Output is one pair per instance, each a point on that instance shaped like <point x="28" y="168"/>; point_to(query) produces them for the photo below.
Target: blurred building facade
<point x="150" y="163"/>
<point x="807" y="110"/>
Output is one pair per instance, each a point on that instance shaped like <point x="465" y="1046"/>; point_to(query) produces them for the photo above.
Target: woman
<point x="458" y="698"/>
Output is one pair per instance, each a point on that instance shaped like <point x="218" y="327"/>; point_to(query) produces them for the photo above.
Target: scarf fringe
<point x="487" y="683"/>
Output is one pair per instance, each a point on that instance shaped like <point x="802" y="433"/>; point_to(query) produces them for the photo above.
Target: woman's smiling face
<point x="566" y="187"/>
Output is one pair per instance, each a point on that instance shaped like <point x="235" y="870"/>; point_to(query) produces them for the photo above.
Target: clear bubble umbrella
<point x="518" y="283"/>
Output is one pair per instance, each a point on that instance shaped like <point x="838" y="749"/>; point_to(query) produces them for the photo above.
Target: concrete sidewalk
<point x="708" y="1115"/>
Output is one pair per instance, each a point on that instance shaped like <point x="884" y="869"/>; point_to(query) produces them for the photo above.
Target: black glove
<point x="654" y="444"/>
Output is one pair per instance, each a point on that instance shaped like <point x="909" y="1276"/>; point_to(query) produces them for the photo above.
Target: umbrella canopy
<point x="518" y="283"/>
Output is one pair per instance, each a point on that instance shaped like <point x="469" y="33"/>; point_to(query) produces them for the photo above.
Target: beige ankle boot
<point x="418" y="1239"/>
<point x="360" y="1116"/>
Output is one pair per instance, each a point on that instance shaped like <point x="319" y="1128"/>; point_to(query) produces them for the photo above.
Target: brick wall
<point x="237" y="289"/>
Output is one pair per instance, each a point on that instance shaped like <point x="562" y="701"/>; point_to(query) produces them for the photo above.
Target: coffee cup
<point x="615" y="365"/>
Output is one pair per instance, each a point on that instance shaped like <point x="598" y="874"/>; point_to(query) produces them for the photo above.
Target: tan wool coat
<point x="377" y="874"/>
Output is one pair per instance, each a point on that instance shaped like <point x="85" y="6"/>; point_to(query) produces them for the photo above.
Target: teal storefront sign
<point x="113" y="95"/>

□ □ □ □ □

What to produce: The whole of the material should be restated word for word.

Completed exercise:
Output is one pair per instance, each a point on that instance shaped like <point x="28" y="168"/>; point_to(query) produces them for the photo below.
Target: blurred building facade
<point x="150" y="163"/>
<point x="807" y="110"/>
Output is one pair per instance, each a point on that instance shaped like <point x="465" y="1046"/>; point_to(query) produces them for the photo above.
Target: woman
<point x="458" y="698"/>
Output is one pair per instance, each a point on that instance shaped like <point x="218" y="327"/>; point_to(query) produces them for the photo above.
Target: scarf fringe
<point x="487" y="683"/>
Output is one pair per instance, each a point on that instance shaped like <point x="802" y="433"/>; point_to(query) produces them for the photo above.
Target: woman's smiling face
<point x="566" y="187"/>
Output is one pair per instance, each a point on that instance shaped like <point x="235" y="870"/>; point_to(query) produces them for the photo above.
Target: clear bubble umbrella
<point x="518" y="283"/>
Output is one pair per instance, each a point on that instance shaped like <point x="838" y="749"/>; point_to(query) produces them for the photo above.
Target: concrete sidewalk
<point x="708" y="1115"/>
Output is one pair per instance, each a point on that instance shaped like <point x="884" y="869"/>; point_to(query) produces them for the photo above.
Target: black glove
<point x="654" y="444"/>
Output is one pair per instance, each a point on that instance shaped like <point x="909" y="1276"/>; point_to(query) produces them for the photo above.
Target: umbrella canopy
<point x="518" y="283"/>
Output is one pair per instance, each a point on that instance shaped like <point x="469" y="33"/>; point_to(query) produces them for the photo above.
Target: beige ankle boot
<point x="418" y="1239"/>
<point x="360" y="1116"/>
Output is one pair per instance, each a point on that instance shaped like <point x="319" y="1128"/>; point_to(query) produces them for the photo above.
Target: brick wall
<point x="237" y="289"/>
Output is one pair per instance, each a point on that instance shaped like <point x="562" y="701"/>; point_to(query) produces them for the photo above.
Target: coffee cup
<point x="615" y="365"/>
Output is one pair per instance, each a point on that instance shaped like <point x="598" y="874"/>; point_to(query) produces them for the photo above.
Target: tan wool coat
<point x="377" y="874"/>
Output is one pair per instance, each a point on that instance shaped like <point x="85" y="6"/>; point_to(query) produces them for the photo above.
Target: teal storefront sign
<point x="113" y="95"/>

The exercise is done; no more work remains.